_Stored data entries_
━━━━━━

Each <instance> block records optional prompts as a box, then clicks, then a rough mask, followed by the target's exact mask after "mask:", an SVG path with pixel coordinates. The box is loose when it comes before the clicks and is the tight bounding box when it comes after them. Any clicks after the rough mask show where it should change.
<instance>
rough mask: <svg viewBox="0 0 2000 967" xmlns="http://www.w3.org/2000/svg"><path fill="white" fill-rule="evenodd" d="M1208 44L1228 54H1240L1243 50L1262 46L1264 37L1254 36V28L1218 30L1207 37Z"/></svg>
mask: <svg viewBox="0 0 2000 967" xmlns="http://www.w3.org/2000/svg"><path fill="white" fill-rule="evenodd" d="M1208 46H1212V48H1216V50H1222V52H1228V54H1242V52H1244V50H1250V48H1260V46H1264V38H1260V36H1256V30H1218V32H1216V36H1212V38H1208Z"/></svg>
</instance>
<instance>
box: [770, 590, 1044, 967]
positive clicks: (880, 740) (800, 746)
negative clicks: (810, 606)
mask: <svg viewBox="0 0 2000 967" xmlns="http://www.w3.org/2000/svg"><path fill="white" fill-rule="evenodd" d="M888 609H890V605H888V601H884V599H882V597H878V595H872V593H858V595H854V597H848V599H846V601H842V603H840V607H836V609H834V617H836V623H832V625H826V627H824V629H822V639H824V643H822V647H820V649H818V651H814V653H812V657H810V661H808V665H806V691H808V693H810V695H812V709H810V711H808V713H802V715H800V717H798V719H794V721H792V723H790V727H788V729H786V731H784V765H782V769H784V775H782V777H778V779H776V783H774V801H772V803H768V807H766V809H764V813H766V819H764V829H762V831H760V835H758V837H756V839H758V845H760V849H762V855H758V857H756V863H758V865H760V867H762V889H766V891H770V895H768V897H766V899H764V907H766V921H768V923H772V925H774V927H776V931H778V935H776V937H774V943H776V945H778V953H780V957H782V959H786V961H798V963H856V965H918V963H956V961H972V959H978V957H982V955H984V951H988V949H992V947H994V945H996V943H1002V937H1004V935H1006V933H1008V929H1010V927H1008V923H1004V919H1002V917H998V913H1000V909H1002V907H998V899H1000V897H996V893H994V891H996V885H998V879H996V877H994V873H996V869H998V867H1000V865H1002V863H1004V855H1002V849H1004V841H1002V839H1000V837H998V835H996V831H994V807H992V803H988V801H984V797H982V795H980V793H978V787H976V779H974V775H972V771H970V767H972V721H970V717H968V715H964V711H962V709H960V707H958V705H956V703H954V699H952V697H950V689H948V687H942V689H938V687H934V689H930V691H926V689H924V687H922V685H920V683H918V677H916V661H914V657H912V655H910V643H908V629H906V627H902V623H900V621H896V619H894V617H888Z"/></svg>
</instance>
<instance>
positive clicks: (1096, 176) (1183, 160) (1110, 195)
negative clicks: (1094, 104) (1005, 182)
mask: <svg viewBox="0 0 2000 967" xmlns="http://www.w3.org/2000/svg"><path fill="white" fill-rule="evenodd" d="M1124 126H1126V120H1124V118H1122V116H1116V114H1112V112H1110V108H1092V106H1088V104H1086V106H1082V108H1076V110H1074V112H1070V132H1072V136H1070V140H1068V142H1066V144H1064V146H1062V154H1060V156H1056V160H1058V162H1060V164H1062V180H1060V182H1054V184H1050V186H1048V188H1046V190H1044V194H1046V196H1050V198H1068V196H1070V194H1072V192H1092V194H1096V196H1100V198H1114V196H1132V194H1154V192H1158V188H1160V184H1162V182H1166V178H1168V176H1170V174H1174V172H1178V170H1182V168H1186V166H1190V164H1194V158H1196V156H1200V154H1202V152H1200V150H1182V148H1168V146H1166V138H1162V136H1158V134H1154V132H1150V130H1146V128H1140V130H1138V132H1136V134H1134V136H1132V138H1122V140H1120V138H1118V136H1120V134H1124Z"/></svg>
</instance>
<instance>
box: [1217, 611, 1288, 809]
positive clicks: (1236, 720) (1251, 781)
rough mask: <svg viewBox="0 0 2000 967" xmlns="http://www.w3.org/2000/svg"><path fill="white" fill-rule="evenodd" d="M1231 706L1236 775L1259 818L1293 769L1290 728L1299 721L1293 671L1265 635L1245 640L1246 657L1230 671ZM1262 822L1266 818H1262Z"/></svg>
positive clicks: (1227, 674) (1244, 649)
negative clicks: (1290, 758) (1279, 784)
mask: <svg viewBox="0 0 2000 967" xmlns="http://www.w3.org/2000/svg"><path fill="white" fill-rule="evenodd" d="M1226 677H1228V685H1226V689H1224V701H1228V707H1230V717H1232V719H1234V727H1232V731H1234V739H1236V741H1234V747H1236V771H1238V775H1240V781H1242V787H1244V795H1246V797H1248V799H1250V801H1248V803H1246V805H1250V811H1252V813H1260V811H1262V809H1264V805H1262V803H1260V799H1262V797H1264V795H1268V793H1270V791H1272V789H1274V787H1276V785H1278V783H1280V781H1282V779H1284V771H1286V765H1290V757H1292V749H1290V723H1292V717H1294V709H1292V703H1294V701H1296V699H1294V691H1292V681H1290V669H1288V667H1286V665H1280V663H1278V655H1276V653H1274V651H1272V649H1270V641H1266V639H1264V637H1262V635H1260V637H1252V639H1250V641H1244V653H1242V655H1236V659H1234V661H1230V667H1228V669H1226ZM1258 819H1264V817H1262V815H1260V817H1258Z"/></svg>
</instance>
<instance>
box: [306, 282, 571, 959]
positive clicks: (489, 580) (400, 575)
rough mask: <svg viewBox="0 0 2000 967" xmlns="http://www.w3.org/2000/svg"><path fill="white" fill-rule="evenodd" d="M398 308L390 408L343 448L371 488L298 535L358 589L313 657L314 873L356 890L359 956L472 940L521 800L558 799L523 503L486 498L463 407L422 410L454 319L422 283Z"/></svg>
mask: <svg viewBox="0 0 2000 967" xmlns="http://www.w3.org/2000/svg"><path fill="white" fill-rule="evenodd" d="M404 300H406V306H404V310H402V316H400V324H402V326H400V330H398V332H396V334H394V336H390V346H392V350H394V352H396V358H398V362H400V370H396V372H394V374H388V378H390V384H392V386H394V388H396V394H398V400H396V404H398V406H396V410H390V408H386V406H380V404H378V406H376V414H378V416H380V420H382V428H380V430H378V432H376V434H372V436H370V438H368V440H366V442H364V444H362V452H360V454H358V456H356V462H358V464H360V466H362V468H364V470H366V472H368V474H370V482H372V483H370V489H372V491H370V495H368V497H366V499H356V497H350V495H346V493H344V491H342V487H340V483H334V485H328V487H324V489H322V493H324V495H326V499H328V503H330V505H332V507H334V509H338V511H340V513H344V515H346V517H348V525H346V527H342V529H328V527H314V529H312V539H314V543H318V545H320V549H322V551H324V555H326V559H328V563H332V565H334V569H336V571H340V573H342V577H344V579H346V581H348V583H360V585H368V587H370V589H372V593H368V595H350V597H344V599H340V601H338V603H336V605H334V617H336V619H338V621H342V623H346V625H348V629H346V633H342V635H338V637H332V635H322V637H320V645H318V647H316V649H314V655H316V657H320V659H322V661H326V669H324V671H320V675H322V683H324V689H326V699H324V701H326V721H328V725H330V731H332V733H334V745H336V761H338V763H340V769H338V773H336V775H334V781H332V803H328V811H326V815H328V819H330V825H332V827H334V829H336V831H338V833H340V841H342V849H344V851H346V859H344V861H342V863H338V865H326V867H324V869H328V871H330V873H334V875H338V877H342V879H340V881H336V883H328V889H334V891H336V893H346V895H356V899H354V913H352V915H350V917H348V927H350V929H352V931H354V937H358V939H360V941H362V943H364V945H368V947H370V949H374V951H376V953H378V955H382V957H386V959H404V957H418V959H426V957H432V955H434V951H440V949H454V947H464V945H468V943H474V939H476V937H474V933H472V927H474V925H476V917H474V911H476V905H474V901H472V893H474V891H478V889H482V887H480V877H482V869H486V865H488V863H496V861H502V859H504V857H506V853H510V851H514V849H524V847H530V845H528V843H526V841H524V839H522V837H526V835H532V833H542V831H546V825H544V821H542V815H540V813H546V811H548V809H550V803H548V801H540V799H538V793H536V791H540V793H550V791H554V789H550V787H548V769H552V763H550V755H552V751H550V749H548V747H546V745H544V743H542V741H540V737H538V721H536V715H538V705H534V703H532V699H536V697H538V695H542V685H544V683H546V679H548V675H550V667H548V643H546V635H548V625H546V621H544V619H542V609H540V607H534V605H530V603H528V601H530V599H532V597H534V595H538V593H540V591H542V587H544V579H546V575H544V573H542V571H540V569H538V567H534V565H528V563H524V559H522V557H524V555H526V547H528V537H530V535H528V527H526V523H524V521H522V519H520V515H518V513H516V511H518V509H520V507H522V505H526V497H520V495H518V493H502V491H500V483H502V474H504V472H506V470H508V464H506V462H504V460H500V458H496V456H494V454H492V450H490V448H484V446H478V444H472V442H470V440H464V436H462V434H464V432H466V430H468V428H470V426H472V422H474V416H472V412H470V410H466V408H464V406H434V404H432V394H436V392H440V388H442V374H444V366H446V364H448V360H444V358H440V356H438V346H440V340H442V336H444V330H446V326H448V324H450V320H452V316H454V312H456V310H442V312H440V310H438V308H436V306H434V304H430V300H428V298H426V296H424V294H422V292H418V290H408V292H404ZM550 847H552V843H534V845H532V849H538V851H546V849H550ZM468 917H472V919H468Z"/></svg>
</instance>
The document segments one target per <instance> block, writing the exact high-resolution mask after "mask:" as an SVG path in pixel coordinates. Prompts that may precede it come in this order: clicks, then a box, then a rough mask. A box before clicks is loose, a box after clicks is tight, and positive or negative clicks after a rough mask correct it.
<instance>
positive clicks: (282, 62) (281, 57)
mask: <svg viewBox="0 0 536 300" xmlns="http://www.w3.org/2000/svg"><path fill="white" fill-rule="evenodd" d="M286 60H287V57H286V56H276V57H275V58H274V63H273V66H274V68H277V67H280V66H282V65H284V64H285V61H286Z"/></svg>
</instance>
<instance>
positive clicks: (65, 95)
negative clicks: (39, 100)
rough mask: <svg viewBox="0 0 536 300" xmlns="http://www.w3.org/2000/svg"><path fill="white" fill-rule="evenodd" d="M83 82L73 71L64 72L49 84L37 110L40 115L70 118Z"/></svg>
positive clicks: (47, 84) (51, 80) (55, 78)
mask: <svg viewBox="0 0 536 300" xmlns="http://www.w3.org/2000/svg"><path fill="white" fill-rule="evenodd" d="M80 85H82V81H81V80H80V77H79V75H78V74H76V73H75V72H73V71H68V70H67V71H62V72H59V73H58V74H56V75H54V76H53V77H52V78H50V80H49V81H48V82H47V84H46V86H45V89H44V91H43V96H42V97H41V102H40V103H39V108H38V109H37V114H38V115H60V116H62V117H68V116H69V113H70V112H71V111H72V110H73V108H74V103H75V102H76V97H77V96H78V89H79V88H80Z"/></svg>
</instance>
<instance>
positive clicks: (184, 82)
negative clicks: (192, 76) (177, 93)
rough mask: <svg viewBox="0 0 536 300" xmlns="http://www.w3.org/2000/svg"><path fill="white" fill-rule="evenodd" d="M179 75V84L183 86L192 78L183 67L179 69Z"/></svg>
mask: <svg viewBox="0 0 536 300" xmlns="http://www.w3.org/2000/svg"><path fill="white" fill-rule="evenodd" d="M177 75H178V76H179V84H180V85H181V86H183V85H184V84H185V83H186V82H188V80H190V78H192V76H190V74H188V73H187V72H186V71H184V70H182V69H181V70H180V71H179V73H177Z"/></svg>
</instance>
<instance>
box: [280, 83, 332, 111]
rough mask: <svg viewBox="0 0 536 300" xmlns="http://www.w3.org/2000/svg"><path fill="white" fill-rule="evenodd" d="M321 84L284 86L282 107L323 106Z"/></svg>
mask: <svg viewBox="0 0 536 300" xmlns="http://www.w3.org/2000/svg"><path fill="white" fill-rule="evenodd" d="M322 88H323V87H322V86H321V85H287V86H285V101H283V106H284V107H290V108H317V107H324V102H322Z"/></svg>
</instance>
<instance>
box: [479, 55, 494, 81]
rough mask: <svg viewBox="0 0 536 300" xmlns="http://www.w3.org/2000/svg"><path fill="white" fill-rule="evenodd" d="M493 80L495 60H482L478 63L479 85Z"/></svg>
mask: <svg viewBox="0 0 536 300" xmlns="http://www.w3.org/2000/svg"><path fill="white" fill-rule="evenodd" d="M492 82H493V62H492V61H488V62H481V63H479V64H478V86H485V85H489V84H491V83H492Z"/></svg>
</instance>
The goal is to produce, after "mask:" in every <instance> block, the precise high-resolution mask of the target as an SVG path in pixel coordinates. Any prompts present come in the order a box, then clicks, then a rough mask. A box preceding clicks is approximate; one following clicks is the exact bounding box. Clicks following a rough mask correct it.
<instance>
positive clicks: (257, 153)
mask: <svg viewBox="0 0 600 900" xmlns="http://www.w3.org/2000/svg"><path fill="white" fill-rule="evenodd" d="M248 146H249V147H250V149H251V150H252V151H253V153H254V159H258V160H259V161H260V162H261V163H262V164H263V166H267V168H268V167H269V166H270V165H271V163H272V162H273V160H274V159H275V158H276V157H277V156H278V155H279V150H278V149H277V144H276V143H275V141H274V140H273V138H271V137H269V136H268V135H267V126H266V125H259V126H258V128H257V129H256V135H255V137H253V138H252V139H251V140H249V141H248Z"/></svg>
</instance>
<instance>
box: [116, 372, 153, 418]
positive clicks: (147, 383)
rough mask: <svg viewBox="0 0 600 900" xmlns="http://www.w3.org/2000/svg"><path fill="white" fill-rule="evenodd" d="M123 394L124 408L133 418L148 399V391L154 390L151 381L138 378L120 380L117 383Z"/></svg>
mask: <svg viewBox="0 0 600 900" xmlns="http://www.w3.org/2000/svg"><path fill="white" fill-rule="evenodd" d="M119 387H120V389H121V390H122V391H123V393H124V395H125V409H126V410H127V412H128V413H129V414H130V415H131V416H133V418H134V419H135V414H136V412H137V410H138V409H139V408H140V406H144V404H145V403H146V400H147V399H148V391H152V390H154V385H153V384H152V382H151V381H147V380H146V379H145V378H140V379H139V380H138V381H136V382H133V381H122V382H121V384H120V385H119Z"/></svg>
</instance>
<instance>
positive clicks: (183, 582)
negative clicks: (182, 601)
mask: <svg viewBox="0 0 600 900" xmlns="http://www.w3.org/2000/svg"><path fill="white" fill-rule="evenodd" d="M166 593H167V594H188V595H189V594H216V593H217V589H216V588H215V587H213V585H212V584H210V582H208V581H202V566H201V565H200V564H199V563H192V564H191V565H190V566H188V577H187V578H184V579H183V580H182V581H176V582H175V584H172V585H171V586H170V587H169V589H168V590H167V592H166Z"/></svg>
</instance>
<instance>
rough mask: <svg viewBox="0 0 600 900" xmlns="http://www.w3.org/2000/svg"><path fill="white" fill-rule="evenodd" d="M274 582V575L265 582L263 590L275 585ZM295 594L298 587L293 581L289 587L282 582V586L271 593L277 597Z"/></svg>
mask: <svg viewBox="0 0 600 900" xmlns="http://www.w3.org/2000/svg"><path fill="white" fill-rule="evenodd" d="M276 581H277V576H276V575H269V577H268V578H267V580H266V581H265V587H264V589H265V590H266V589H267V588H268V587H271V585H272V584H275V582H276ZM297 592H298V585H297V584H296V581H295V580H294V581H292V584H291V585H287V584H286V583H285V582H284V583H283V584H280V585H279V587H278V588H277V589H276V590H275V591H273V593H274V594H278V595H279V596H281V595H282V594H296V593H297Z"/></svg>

━━━━━━

_What is required_
Please identify every line in the data above that contains the word "negative" and copy each of those lines. Case counts.

_Exercise result_
negative clicks: (810, 606)
negative clicks: (1094, 104) (1005, 182)
negative clicks: (1290, 758) (1279, 784)
The document segments one target per <instance> block, writing the exact high-resolution mask after "mask:" as an SVG path in pixel coordinates. Prompts that may precede it come in this order: clicks, then a box, then a rough mask. A box before clicks is loose, a box after clicks is tight, and positive or negative clicks after a rough mask correct it.
negative clicks: (39, 100)
negative clicks: (192, 76) (177, 93)
negative clicks: (182, 601)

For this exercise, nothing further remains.